## Your assignment:
Your answer should consist of the complete listing, repeated verbatim.

§ §

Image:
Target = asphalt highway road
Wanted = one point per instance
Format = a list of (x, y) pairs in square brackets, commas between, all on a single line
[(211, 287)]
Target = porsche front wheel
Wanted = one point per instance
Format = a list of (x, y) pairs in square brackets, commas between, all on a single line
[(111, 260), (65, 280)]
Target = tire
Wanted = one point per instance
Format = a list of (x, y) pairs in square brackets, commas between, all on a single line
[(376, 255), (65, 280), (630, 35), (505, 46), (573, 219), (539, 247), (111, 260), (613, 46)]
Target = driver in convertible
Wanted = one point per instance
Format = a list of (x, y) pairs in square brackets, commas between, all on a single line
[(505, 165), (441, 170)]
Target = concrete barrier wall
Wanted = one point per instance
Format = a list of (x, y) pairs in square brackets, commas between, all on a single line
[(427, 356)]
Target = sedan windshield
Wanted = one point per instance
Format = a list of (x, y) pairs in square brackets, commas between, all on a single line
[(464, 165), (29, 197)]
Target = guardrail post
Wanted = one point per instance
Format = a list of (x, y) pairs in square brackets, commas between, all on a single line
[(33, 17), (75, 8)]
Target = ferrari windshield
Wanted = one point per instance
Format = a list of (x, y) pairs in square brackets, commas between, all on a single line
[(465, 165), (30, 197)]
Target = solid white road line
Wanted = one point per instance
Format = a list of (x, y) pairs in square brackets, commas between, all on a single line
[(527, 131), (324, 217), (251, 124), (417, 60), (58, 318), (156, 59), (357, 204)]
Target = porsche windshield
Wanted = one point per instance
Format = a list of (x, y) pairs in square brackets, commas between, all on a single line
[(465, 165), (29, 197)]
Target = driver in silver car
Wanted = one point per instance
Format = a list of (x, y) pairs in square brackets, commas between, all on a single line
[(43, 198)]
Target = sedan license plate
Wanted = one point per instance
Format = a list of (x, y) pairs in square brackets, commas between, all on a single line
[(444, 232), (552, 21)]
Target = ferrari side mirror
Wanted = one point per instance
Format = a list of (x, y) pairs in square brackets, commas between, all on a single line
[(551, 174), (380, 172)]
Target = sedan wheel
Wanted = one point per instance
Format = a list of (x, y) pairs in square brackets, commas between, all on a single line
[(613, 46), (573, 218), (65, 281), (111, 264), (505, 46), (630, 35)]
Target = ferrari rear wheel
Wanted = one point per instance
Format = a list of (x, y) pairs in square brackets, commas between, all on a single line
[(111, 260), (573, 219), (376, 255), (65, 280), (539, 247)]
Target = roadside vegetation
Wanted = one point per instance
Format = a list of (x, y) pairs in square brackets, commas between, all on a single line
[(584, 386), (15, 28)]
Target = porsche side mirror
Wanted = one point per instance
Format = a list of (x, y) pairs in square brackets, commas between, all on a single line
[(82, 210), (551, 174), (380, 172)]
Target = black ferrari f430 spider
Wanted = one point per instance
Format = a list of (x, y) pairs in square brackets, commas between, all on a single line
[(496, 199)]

§ §

## Problem solution:
Image:
Target = asphalt highway road
Wanted = one point per instance
Format = a list of (x, y) pairs in square brackets, commas between, all on a single line
[(211, 287)]
Target = porsche front wheel
Wanted = one point per instance
Format = a list of (x, y) pairs in square brackets, commas between, all on a single line
[(111, 260), (65, 280)]
Target = tire
Wanted = one point per instance
Format = a list of (x, y) pairs in square brackets, commas between, all on a single line
[(376, 255), (65, 280), (630, 35), (505, 46), (573, 219), (539, 247), (111, 260), (613, 46)]
Target = driver in convertible
Wanted = one point per instance
Format = a list of (x, y) pairs in square brackets, commas between, all on a single line
[(505, 165), (441, 170)]
Target = concrete barrier wall
Wanted = one point per instance
Format = a list of (x, y) pairs in square brackets, commas between, all on a single line
[(427, 356)]
Target = sedan windshield
Wanted = one point per instance
Format = a list of (x, y) pairs in square brackets, commas between, all on a single line
[(464, 165), (29, 197)]
Target = guardrail post
Wanted = one point per instance
Format = a list of (x, y) pairs in square brackets, commas between, all on a single line
[(33, 17), (75, 8)]
Target = ferrari windshield
Wanted = one point per instance
Format = a list of (x, y) pairs in square brackets, commas between, all on a single line
[(465, 165), (30, 197)]
Target = solid white road line
Wanted = one point per instance
Format = a list of (x, y) pairs in square brackets, commas between, all on a single line
[(527, 131), (324, 217), (251, 124), (417, 60), (58, 318), (156, 59), (357, 204)]
Target = porsche windshield
Wanted = one point per instance
Format = a list of (x, y) pairs in square brackets, commas between, all on a single line
[(465, 165), (29, 197)]
Target = driver in silver car
Wanted = one point per instance
Format = a list of (x, y) pairs in square brackets, commas between, all on a single line
[(43, 198)]
Target = sedan license plate
Wanted = one point per instance
Format = a list of (x, y) pairs in square brackets, commas between, all on a single line
[(444, 232), (552, 21)]
Target = ferrari side mirror
Wanted = one point per instance
Format = a list of (x, y) pairs in square brackets, commas between, all on a single line
[(551, 174), (380, 172)]
Target = sedan wheel
Wanted = one point per instance
Format = a list of (x, y) pairs in square brackets, commas between, all on a single line
[(613, 46), (573, 218), (65, 281), (111, 264), (505, 46), (630, 35)]
Target = ferrari rear wheel
Wanted = one point per instance
Format = a list of (x, y) pairs in square brackets, commas between, all on a single line
[(111, 260), (573, 219), (376, 255), (65, 280), (539, 247)]
Target = roadside vegetation
Wanted = one point per instance
Format = a list of (x, y) pairs in square brackets, commas between, all on a single line
[(584, 386), (15, 28)]
Target = porsche side mirror
Wanted = one point per instance
Format = a list of (x, y) pairs in square brackets, commas between, all on a single line
[(82, 210), (551, 174), (380, 172)]
Target = black ferrari f430 spider
Wanted = one point per instance
Format = a list of (x, y) pairs in square brackets, commas between, all on a single line
[(496, 199)]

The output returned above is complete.